== To do ==
Return each line of the records below that contains the word "wheel", copying every such line in full.

== Excerpts from a point labeling dataset ==
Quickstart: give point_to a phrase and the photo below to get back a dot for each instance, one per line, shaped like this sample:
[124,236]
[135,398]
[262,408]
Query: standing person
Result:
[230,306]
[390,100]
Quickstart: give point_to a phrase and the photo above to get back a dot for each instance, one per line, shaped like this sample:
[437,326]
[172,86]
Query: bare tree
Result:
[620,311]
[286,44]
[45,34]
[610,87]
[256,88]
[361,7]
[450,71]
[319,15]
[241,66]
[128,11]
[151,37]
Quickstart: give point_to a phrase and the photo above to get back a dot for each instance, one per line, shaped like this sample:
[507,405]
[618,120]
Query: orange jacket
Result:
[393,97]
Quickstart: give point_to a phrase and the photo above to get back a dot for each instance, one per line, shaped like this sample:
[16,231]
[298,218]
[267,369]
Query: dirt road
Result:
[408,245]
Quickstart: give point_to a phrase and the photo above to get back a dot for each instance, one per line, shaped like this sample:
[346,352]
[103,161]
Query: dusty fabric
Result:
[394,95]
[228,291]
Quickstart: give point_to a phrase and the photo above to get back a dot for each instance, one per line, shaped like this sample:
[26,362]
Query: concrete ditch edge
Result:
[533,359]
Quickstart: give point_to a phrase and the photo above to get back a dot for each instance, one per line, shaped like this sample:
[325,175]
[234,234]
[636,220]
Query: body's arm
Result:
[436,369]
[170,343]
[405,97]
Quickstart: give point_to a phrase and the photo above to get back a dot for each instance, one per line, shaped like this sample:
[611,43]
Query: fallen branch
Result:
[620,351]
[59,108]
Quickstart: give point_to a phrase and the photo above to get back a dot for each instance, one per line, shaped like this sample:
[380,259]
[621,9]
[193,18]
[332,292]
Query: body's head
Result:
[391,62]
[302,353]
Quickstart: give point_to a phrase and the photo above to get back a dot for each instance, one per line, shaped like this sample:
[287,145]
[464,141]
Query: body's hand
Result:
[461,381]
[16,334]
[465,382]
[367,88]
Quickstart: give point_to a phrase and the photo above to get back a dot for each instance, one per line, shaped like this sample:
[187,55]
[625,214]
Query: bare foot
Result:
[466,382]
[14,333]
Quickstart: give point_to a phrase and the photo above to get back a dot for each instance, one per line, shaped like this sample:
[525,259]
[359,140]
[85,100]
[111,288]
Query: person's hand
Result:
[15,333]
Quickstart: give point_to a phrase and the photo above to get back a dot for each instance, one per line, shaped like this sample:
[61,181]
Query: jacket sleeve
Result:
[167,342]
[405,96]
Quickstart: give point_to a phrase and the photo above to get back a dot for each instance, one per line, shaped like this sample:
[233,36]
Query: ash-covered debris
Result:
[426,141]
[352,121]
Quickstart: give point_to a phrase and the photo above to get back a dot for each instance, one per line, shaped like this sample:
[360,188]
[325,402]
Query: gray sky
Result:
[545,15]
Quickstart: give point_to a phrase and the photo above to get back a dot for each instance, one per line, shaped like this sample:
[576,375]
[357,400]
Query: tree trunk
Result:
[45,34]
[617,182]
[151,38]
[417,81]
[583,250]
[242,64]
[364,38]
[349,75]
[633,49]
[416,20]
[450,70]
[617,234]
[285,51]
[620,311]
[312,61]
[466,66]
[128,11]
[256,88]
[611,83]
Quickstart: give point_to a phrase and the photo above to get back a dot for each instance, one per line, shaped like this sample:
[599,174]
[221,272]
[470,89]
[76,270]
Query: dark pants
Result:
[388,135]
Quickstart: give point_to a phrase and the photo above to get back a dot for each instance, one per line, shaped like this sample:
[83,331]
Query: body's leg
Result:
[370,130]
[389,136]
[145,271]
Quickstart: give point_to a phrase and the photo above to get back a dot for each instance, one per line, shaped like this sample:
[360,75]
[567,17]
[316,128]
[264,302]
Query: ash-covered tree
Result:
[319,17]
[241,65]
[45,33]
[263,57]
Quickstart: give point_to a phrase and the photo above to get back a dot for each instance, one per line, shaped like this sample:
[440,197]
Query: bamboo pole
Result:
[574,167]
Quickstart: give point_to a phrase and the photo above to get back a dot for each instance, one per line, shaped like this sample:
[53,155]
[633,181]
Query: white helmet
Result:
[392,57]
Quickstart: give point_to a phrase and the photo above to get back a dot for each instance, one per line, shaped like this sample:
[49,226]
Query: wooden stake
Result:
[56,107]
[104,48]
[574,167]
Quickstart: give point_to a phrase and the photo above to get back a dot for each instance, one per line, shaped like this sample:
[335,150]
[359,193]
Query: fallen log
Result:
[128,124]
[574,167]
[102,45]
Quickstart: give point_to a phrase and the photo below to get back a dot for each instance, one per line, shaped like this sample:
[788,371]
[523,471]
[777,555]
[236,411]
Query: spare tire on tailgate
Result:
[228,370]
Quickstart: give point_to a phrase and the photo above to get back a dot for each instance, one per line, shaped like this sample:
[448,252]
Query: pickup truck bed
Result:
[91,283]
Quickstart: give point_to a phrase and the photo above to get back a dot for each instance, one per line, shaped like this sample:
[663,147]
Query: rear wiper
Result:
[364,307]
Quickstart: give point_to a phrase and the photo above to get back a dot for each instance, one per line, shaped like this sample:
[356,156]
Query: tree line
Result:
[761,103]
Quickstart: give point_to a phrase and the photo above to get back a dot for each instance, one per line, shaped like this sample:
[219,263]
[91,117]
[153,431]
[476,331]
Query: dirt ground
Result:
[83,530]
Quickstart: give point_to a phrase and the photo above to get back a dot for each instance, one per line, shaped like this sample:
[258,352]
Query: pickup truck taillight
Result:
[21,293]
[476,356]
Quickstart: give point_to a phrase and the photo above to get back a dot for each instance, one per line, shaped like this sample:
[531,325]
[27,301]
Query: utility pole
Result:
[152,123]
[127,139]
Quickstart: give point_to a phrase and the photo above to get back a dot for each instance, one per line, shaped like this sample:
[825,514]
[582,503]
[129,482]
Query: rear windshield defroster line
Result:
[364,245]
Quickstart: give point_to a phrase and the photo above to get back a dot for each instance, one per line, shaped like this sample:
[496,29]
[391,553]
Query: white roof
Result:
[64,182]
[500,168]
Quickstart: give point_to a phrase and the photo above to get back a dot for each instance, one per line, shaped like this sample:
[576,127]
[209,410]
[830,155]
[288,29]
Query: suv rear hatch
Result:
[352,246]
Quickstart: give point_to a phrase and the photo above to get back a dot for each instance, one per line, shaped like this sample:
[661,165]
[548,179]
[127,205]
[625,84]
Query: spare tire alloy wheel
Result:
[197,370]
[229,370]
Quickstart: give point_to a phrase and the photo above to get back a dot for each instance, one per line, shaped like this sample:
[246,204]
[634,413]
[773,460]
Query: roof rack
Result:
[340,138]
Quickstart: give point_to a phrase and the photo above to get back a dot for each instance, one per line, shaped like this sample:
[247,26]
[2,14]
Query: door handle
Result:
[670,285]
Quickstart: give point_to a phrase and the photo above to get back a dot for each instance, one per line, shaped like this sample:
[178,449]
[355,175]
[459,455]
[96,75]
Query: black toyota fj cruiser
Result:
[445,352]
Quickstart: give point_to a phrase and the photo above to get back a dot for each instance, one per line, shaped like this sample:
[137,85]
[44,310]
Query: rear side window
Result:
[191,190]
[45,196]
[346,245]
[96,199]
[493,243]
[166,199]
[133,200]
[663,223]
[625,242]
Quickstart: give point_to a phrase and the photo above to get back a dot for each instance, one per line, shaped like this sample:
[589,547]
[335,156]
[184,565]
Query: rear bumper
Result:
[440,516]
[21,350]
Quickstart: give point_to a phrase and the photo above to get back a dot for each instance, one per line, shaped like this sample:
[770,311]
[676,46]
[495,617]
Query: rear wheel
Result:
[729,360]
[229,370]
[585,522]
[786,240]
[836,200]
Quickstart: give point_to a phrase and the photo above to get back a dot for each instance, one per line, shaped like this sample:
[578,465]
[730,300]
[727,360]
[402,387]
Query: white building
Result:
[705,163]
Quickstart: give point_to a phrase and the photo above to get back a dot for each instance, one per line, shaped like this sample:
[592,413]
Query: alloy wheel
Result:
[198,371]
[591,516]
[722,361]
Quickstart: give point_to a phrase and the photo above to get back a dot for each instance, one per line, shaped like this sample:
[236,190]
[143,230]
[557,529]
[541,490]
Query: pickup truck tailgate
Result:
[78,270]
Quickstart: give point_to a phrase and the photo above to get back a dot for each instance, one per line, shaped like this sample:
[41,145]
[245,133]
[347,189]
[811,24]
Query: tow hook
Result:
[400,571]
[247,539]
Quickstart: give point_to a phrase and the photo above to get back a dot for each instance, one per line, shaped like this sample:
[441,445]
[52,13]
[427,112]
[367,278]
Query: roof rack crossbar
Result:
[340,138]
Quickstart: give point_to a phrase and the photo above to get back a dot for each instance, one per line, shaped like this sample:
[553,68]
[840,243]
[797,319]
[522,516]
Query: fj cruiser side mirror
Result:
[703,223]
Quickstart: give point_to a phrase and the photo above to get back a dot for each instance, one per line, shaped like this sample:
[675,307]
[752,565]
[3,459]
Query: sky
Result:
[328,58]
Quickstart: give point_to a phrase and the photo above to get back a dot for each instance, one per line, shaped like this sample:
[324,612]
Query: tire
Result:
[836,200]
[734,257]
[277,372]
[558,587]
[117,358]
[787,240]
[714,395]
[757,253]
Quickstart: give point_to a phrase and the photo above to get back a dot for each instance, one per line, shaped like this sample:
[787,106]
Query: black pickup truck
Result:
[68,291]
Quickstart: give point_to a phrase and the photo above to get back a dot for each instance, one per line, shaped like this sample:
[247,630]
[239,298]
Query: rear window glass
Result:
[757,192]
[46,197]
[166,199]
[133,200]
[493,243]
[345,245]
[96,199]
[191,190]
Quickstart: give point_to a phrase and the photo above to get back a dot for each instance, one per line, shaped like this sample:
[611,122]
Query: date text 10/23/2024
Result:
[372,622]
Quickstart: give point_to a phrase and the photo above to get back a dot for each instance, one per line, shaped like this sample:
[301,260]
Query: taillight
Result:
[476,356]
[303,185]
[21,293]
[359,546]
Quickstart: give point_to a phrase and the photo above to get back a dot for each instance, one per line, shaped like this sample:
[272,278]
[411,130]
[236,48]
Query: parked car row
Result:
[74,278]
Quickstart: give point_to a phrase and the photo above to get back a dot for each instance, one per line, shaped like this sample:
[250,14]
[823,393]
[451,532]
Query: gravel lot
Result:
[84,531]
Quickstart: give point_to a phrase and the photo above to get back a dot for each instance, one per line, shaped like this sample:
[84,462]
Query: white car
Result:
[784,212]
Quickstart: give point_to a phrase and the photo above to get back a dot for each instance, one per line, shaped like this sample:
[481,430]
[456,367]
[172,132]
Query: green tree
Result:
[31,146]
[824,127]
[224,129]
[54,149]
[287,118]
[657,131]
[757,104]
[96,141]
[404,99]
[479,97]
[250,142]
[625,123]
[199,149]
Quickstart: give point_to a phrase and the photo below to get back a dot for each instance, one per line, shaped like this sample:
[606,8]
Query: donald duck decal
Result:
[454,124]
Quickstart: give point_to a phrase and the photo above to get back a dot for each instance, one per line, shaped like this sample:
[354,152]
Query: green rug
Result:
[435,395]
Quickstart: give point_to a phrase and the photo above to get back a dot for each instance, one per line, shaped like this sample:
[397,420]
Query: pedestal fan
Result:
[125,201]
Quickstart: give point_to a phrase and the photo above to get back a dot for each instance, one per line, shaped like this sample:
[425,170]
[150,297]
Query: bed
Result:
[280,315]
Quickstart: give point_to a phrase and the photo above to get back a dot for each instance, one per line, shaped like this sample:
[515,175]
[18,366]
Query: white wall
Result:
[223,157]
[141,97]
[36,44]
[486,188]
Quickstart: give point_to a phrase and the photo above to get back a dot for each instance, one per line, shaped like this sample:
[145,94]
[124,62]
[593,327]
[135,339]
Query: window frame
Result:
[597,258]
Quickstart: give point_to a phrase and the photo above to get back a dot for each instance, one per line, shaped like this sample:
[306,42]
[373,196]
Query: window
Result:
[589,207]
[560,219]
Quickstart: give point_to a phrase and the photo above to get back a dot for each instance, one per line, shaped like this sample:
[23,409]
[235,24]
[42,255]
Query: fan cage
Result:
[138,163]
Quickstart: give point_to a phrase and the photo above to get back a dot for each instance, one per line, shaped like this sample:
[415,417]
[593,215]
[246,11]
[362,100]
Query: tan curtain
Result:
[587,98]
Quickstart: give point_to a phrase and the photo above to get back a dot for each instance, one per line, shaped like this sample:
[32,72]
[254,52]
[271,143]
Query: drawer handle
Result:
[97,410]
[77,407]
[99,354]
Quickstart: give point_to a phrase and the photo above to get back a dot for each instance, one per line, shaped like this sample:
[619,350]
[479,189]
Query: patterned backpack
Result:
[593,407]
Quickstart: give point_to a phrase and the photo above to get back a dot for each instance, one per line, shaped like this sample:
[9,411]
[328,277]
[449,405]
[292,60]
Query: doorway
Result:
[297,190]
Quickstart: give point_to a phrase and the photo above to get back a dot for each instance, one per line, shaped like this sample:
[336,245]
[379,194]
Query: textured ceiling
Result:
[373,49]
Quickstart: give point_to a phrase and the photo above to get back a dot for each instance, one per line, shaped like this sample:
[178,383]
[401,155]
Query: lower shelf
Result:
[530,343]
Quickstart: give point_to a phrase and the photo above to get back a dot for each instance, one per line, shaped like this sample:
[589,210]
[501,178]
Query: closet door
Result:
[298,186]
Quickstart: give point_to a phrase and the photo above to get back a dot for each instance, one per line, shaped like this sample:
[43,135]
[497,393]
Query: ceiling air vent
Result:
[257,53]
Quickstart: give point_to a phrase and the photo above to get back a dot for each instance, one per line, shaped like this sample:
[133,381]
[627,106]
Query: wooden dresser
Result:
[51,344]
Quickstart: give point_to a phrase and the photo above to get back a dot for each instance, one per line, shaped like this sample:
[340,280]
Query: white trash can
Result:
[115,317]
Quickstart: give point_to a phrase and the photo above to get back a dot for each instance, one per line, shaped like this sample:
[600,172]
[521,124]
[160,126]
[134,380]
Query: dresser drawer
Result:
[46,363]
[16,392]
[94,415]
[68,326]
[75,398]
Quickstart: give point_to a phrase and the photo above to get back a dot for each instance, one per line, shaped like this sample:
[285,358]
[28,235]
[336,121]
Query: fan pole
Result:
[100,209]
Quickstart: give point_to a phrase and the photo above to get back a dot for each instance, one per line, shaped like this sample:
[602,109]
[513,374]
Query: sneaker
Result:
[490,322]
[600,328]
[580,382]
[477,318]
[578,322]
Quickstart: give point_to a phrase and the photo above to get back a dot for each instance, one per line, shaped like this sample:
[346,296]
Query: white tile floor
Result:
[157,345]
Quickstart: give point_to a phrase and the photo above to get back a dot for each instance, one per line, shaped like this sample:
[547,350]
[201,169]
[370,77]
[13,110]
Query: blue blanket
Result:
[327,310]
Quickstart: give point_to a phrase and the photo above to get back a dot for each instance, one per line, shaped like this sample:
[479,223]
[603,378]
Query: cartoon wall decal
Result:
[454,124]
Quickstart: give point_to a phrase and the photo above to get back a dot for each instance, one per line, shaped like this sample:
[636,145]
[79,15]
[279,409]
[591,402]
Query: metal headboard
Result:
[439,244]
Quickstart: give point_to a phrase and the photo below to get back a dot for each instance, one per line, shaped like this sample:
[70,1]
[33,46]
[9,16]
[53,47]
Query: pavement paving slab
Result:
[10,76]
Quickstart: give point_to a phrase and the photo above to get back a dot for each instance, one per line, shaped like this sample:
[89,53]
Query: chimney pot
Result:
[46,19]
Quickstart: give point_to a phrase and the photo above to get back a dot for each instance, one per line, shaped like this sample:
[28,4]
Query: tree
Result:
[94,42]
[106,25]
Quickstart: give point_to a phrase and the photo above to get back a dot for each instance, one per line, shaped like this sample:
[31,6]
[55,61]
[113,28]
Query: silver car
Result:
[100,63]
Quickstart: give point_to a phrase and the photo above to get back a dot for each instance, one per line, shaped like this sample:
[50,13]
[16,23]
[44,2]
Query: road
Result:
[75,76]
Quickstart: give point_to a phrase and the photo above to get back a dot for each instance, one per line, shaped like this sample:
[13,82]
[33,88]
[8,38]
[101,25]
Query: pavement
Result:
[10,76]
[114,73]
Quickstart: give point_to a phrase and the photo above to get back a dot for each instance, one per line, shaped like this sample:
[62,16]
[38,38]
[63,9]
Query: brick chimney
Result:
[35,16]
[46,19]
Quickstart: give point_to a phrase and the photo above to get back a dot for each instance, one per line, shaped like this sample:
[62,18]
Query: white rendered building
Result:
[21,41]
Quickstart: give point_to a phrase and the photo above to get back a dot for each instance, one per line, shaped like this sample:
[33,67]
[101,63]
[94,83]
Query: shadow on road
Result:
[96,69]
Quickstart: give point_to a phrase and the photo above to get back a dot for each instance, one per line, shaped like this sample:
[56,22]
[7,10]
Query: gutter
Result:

== Output of the task ==
Query: spare tire alloy wheel
Query: rear wheel
Query: alloy wheel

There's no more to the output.